Directions >>
Copy the following listing lines verbatim, beginning at the line that contains "Output, for each" and stopping after the line that contains "negative clicks: (270, 216)".

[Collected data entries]
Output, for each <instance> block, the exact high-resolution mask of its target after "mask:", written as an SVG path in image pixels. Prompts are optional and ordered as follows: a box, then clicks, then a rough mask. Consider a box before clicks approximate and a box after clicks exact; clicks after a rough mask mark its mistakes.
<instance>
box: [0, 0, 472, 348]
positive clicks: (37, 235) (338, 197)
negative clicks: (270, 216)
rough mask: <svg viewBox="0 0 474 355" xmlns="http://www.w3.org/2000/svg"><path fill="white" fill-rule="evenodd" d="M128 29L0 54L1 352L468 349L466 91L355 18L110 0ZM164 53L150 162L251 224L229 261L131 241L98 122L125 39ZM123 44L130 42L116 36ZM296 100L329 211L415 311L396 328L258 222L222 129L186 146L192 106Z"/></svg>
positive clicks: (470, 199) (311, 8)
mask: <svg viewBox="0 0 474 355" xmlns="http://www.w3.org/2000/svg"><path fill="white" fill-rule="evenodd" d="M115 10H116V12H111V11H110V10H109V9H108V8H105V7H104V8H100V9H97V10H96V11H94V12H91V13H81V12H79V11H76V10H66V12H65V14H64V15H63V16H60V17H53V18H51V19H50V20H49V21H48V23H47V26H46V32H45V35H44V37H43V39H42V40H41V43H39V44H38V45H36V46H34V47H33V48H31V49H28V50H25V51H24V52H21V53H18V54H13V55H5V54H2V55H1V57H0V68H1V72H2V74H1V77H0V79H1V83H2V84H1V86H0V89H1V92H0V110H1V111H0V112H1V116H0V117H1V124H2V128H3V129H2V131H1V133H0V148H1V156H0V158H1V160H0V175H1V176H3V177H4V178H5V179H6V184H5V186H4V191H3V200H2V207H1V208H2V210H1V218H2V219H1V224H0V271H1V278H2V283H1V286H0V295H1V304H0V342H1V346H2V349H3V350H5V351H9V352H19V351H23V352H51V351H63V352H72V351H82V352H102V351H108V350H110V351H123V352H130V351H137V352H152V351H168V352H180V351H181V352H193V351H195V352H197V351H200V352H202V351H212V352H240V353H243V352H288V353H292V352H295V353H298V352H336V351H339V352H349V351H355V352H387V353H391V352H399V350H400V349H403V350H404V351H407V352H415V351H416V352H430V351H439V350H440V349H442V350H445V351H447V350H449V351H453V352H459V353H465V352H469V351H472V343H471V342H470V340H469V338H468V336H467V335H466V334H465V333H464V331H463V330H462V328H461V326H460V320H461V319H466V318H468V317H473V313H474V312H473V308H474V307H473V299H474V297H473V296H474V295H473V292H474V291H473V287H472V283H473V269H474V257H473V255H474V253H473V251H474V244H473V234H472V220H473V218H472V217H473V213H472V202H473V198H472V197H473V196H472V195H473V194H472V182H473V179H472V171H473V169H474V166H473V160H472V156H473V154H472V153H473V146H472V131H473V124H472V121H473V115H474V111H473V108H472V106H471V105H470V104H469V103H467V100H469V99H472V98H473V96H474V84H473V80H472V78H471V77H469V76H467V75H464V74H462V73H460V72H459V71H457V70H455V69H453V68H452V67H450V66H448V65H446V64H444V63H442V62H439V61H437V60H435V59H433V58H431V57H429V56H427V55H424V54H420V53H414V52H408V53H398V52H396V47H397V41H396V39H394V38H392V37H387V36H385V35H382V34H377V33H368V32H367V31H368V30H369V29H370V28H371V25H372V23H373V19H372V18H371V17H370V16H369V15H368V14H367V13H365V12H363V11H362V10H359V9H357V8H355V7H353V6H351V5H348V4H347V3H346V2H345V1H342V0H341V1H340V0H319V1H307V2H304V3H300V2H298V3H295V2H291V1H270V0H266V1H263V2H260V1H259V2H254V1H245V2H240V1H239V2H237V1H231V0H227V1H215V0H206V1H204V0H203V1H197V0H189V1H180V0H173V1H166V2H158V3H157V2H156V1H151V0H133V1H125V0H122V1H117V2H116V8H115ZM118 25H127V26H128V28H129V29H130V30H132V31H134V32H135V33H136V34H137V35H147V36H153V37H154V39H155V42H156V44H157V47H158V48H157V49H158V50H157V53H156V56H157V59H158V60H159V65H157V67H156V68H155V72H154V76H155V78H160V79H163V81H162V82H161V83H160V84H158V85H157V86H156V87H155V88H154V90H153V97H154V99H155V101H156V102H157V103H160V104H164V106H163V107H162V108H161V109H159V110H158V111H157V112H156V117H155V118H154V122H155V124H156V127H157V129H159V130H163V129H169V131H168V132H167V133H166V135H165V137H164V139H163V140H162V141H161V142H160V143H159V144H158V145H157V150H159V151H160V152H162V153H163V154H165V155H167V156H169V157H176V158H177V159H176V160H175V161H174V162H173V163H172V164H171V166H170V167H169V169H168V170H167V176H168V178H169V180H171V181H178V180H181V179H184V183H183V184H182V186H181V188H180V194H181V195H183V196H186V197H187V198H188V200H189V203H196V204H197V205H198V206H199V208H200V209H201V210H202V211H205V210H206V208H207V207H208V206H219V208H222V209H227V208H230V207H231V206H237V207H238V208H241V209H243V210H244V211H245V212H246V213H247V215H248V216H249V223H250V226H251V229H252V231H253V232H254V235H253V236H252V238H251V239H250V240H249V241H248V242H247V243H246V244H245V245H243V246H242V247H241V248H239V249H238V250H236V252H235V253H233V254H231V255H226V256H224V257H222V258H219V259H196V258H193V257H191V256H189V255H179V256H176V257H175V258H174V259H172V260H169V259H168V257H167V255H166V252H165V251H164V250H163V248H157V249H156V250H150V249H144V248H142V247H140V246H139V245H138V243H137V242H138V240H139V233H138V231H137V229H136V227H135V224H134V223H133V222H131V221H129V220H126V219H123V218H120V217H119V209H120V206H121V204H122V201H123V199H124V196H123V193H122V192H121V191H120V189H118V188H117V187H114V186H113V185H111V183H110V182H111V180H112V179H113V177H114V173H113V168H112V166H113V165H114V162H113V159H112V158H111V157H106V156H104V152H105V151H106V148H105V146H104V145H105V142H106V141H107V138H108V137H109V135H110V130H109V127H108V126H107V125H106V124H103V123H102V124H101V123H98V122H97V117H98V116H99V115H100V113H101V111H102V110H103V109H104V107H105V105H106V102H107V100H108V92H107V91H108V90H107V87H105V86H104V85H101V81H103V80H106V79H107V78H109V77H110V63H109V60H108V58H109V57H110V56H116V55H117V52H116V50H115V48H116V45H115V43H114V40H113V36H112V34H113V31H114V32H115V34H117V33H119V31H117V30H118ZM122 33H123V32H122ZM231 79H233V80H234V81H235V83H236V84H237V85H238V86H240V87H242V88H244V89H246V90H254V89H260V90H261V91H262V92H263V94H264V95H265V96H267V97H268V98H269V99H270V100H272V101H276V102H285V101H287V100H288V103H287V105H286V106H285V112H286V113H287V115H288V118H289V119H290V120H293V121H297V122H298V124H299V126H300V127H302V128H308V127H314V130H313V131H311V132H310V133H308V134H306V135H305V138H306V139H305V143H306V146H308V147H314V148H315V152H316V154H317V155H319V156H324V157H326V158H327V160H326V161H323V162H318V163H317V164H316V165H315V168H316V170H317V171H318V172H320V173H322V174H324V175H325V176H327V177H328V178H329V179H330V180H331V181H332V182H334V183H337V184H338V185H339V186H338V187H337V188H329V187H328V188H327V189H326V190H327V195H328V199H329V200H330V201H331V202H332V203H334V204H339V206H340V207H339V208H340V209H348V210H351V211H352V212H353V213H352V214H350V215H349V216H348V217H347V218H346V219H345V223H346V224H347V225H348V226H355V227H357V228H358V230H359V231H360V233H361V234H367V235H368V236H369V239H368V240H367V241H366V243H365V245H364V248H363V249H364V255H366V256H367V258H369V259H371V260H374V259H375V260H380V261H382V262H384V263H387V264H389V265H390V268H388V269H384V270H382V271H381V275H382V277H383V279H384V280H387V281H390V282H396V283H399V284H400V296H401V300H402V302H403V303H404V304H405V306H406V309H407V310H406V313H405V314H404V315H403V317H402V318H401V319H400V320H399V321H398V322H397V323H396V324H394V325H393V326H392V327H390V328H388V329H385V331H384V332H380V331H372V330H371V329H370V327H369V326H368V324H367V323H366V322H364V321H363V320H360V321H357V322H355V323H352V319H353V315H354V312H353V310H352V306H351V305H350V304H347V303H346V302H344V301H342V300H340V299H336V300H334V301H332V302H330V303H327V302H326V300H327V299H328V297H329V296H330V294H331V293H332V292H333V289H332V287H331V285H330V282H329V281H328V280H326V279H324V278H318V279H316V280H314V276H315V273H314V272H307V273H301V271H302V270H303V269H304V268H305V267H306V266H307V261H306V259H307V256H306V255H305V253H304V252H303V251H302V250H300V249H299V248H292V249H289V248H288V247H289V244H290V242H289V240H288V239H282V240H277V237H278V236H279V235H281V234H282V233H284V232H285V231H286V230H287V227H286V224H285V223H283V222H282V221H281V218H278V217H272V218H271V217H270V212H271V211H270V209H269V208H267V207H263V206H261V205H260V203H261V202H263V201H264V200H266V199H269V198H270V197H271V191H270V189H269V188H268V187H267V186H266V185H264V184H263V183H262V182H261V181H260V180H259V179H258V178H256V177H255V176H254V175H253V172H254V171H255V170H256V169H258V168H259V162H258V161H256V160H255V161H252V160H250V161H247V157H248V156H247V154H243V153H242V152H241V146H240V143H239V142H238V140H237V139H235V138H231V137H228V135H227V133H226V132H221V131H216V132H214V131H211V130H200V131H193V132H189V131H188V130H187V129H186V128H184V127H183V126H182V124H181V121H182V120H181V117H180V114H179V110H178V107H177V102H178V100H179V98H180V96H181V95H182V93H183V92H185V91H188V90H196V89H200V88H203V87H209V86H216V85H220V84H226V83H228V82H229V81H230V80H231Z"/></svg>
...
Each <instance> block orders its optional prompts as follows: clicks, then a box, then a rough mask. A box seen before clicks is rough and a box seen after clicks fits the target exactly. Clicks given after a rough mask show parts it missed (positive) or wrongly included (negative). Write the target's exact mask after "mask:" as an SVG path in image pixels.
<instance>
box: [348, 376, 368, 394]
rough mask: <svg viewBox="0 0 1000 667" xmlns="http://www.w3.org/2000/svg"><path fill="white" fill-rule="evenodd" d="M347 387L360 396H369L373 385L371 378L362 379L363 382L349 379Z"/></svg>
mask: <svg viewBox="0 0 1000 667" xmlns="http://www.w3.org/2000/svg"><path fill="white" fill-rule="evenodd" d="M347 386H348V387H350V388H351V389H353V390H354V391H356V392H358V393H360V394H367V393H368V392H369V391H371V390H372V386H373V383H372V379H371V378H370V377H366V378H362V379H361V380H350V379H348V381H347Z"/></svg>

Output below >>
Output, for each <instance> block, the exact high-resolution mask of its target after "mask:", written as an SVG path in image pixels. Prompts are optional and ordered as follows: a box, then clicks, then a rough mask. Consider a box before clicks approximate and a box after clicks exact; clicks after a rough mask mark its mistakes.
<instance>
box: [0, 0, 472, 348]
positive clicks: (37, 235) (338, 197)
negative clicks: (270, 216)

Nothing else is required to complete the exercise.